[YOUR OBJECTIVE]
Reproduce every entry in the listing without alteration.

[INPUT RECORDS]
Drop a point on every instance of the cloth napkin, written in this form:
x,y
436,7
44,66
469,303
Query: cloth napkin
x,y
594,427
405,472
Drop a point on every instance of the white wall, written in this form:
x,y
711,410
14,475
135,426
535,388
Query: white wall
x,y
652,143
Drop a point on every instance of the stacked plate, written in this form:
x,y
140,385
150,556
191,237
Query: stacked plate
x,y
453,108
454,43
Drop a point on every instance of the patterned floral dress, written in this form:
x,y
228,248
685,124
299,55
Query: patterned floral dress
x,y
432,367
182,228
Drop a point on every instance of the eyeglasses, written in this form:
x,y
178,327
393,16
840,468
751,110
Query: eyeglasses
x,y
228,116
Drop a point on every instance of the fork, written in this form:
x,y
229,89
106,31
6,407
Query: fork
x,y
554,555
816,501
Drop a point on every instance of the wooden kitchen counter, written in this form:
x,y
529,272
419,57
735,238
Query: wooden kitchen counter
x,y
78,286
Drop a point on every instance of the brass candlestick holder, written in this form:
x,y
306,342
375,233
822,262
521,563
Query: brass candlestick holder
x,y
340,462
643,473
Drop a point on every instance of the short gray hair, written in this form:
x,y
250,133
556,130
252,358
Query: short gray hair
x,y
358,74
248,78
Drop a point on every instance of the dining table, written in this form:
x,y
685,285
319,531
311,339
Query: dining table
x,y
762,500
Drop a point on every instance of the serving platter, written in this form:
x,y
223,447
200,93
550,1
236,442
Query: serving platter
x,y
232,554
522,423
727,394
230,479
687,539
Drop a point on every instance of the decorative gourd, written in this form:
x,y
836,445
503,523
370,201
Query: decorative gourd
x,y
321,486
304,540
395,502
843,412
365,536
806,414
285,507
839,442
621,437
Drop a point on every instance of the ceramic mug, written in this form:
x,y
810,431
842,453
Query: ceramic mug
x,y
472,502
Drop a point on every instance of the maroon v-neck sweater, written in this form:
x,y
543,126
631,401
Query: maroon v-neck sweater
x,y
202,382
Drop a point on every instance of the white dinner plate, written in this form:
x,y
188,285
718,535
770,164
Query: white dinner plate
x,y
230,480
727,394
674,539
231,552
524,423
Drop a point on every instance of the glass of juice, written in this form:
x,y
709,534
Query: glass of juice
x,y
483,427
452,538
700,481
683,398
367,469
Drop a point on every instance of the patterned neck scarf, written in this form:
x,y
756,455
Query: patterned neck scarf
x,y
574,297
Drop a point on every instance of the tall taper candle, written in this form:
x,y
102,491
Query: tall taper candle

[YOUR SOLUTION]
Drop a point on every instance of the cloth napkin, written in this form:
x,y
436,7
44,66
469,303
Query: cloth napkin
x,y
594,427
405,472
Drop a point on every instance of the white wall, written in this form:
x,y
711,410
14,475
135,426
535,388
Query: white wall
x,y
652,143
Drop a point on every instance of the stacked plate, written in this form:
x,y
140,385
150,556
191,237
Query: stacked plate
x,y
453,108
454,43
Drop a point on every instance of the patterned floral dress, written in this form:
x,y
228,248
685,124
299,55
Query: patterned floral dress
x,y
432,367
182,228
Drop a point on every instance of the eyeglasses, written in this form:
x,y
178,327
393,16
840,468
751,110
Query: eyeglasses
x,y
228,116
Drop a point on every instance of the fork, written in this form:
x,y
229,89
106,31
6,407
Query: fork
x,y
554,555
816,501
Drop a point on every instance of the wooden kitchen counter, written in this form:
x,y
529,272
419,57
735,238
Query: wooden kitchen counter
x,y
78,286
Drop a point on every instance of the brass candlestick holder, written in this form:
x,y
306,342
375,233
822,262
521,563
Query: brass candlestick holder
x,y
340,462
643,473
Drop a point on every instance of the short gray hair, written in this form:
x,y
250,133
556,130
252,358
Query: short gray hair
x,y
358,74
248,78
Drop a point on every instance of the dining table, written in this form:
x,y
685,285
319,531
311,339
Query: dining table
x,y
762,500
Drop a point on every instance of the serving platter, written in this form:
x,y
223,447
200,93
550,1
236,442
Query: serving platter
x,y
232,554
522,423
727,394
230,479
687,539
Drop a point on every instance of the decorative gourd, written in this form:
x,y
836,445
503,523
370,201
Query: decorative gourd
x,y
321,486
304,540
395,502
843,412
365,536
806,414
285,507
839,442
621,437
Drop a point on every instance of the ceramic mug, written in this form:
x,y
810,431
842,453
Query: ceramic mug
x,y
472,502
Drop a point on every instance of the maroon v-neck sweater, written in this form:
x,y
543,126
631,401
Query: maroon v-neck sweater
x,y
202,382
Drop a point on every instance of the white dinner plate, written in this form:
x,y
188,285
718,535
770,164
Query: white dinner plate
x,y
230,480
727,394
674,539
231,552
524,423
Drop a point on every instance of the glass of juice, written in this form:
x,y
709,534
Query: glass of juice
x,y
483,427
452,538
700,481
683,398
367,469
Drop a point on every instance of the patterned neck scarf, written in this form:
x,y
756,455
Query: patterned neck scarf
x,y
574,297
Drop a point on every instance of the tall taper candle, written in this form:
x,y
102,491
Query: tall taper candle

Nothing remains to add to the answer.